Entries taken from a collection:
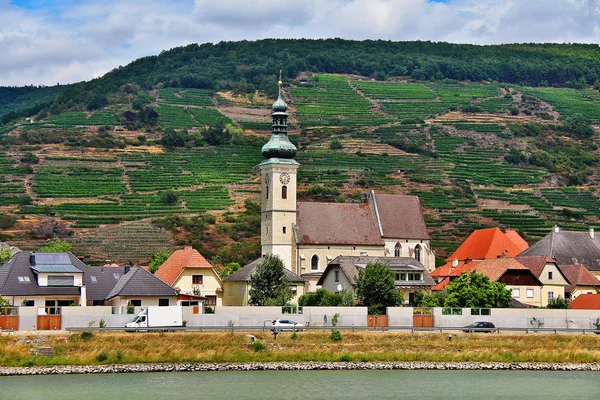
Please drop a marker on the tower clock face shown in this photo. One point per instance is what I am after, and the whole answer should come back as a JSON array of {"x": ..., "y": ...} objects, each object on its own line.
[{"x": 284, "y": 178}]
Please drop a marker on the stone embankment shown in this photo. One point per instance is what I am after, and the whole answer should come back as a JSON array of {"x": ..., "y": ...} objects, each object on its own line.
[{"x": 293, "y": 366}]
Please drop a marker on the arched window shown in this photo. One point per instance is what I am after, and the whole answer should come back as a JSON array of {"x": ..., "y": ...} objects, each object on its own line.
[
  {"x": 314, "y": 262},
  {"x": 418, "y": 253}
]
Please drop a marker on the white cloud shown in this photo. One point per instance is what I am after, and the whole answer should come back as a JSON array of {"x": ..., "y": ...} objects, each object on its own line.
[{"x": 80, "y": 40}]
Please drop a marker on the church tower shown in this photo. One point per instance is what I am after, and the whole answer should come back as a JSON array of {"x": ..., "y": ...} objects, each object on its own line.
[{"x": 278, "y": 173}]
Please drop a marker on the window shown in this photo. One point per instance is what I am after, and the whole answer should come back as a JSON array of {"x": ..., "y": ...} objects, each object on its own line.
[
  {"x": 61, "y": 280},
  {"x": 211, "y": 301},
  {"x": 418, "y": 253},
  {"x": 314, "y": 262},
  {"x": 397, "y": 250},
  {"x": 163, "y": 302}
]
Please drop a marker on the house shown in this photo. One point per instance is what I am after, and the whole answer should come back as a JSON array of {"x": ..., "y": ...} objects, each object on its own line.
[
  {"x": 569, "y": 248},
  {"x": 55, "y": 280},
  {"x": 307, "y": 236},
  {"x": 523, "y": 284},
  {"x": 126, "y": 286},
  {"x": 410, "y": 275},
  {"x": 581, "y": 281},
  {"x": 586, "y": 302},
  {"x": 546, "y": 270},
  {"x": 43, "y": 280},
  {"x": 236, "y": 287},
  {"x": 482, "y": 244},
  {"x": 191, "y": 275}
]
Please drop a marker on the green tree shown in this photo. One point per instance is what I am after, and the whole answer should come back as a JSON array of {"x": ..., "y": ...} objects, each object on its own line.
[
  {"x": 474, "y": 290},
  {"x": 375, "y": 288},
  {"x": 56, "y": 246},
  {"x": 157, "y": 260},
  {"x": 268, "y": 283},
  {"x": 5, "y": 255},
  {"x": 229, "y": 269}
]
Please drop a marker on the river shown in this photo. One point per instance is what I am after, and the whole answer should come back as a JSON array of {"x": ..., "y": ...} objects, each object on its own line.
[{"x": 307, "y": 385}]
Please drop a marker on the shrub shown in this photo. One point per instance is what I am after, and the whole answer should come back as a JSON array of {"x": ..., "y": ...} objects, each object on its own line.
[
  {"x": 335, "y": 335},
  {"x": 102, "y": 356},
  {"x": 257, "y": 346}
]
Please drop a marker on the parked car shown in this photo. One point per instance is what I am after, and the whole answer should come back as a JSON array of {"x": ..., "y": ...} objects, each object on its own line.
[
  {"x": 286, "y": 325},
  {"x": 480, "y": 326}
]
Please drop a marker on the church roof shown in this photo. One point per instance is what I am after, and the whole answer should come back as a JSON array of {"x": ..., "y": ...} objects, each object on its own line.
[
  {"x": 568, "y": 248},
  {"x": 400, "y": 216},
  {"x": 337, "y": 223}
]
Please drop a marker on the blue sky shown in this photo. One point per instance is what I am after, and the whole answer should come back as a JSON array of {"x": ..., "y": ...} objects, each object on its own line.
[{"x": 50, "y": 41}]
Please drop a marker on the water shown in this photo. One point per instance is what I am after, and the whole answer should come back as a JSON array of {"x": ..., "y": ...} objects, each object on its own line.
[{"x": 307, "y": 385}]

TASK TO COMPLETE: Extract every line above, unchanged, from the line containing "Please drop a marker on the blue" down through the last of the entries.

SOLVED PROBLEM:
Please drop a marker on the blue sky shown in this photo. One point per instance is what I am after, and the whole answer should come back as a JSON array of {"x": ..., "y": ...} objects, each object on its own line.
[{"x": 50, "y": 41}]
Please drop a marker on the water shown in this photo. One point per instance is what I am after, and the whole answer should come back as a JSON array of {"x": ..., "y": ...} objects, each object on its own line.
[{"x": 307, "y": 385}]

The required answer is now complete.